### Given data

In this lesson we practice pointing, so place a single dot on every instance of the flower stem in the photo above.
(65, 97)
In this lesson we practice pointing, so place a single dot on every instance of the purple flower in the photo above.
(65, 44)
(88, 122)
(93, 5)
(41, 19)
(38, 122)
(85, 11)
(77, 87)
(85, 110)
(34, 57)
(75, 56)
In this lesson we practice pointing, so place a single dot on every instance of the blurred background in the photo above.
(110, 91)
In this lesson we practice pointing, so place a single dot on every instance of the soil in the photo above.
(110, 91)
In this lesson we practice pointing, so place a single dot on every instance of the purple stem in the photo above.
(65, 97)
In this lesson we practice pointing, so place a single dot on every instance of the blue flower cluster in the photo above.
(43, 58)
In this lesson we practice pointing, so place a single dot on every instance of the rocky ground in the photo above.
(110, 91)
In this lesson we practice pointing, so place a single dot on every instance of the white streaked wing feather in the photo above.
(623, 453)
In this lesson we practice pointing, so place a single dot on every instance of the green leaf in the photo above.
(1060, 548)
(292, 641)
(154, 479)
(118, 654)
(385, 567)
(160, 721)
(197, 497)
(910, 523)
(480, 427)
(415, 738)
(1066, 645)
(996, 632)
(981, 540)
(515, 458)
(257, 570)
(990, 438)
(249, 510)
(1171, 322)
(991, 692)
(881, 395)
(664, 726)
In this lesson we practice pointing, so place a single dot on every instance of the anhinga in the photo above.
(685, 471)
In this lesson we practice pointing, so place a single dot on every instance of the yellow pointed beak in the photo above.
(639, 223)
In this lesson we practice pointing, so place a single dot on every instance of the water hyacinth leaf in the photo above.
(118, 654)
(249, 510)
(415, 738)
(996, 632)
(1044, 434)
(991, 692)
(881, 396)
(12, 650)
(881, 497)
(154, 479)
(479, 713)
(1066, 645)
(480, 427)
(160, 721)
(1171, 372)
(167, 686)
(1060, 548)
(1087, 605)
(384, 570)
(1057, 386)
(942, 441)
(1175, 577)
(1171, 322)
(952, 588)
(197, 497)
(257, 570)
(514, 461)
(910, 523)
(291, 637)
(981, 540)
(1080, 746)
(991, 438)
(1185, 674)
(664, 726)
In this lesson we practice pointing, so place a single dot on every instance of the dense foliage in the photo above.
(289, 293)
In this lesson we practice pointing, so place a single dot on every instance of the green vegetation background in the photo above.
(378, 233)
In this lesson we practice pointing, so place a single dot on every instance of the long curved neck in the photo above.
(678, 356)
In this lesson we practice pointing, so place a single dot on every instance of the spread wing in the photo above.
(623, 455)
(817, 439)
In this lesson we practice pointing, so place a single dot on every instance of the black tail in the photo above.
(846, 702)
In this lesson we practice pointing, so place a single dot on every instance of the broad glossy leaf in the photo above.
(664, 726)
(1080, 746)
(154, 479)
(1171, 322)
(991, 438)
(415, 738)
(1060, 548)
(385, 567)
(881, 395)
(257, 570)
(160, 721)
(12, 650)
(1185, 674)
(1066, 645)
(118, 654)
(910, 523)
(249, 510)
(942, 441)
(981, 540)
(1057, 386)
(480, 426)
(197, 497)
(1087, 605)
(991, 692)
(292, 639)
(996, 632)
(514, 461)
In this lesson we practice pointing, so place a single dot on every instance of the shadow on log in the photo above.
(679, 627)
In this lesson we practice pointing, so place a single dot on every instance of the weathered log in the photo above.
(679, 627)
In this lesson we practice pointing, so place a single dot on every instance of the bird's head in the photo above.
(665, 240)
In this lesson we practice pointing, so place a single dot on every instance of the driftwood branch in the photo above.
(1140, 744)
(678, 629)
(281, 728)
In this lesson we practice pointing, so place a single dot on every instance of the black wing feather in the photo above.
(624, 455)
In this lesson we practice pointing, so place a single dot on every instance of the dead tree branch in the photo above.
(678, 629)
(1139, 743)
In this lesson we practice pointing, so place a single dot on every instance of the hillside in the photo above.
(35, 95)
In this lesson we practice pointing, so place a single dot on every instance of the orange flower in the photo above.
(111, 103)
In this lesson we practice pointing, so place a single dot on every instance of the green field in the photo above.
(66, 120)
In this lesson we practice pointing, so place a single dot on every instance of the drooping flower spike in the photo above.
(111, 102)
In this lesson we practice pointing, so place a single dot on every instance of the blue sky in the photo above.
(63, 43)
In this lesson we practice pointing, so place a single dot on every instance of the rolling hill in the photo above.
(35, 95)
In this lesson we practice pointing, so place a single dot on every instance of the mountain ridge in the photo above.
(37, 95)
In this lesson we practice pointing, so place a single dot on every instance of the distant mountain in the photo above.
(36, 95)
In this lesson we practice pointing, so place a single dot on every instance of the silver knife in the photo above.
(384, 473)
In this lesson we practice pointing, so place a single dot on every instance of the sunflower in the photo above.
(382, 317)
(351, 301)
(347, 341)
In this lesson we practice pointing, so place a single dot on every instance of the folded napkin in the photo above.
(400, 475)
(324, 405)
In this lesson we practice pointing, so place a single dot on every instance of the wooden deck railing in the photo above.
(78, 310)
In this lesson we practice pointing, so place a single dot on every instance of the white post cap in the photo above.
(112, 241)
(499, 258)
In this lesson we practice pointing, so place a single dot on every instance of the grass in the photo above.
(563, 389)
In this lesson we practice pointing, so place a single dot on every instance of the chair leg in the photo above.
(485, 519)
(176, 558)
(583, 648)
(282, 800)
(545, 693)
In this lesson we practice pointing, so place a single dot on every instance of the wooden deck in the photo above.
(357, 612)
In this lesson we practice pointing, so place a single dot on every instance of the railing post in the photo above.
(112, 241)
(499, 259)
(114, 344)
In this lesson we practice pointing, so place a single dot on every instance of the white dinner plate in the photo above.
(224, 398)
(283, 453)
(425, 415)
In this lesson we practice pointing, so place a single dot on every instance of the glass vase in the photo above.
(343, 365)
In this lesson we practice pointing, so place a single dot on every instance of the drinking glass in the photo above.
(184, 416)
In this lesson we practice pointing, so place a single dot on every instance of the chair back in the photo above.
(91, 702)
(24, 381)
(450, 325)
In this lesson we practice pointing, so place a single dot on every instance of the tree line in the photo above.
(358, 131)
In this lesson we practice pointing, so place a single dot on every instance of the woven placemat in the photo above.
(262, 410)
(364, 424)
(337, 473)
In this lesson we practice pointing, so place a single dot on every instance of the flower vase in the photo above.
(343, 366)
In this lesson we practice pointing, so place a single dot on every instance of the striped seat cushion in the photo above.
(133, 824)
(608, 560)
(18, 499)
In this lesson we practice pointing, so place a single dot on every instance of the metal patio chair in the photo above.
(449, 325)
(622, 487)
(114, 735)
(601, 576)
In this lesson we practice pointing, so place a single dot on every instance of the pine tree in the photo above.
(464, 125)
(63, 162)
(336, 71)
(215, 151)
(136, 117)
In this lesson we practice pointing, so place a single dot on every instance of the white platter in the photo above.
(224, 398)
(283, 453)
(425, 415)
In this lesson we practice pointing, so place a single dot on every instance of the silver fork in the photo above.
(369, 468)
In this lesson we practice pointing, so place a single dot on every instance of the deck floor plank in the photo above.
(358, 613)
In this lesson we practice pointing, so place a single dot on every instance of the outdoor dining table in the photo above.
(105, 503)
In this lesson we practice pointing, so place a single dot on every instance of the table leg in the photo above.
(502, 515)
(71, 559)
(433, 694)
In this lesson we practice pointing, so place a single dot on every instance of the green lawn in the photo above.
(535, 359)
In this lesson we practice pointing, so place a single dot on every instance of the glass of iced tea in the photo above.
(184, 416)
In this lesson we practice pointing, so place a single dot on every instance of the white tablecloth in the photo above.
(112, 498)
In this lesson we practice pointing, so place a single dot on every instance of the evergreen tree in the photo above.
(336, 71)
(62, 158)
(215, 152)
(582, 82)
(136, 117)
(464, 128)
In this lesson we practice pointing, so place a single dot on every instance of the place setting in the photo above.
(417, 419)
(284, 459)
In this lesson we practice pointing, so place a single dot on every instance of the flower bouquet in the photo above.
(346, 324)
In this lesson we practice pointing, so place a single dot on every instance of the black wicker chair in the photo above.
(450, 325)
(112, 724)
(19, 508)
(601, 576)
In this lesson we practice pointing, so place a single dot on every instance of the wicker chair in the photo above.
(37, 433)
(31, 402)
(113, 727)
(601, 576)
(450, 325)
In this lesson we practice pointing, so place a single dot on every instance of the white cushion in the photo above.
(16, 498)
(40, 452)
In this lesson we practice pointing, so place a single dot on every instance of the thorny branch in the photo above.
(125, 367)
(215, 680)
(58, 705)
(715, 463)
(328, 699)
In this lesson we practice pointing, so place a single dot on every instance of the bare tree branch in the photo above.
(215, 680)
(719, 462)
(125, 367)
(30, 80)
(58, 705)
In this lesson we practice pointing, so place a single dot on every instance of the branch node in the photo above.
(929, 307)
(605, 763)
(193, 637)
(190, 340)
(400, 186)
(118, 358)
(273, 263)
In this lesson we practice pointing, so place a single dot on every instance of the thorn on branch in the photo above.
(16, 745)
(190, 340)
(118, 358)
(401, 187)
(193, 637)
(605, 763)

### What to work on
Starting with the line that contains "bare tree branch in the photo above.", output every line through the end of the listing above, unchanged.

### Solution for this task
In this lesson we practice pointing, so place a single dot on every instance of the bare tree branch in the photo above.
(215, 680)
(719, 462)
(125, 367)
(30, 80)
(58, 705)
In this lesson we practice pointing, so place a single dot on every instance of the branch node in the photo above.
(929, 307)
(605, 763)
(193, 637)
(190, 340)
(400, 186)
(118, 358)
(273, 263)
In this lesson we practice pointing, so place a single dot on every instance of the thorn on branch in the photo above.
(16, 745)
(190, 340)
(118, 358)
(401, 187)
(193, 637)
(605, 763)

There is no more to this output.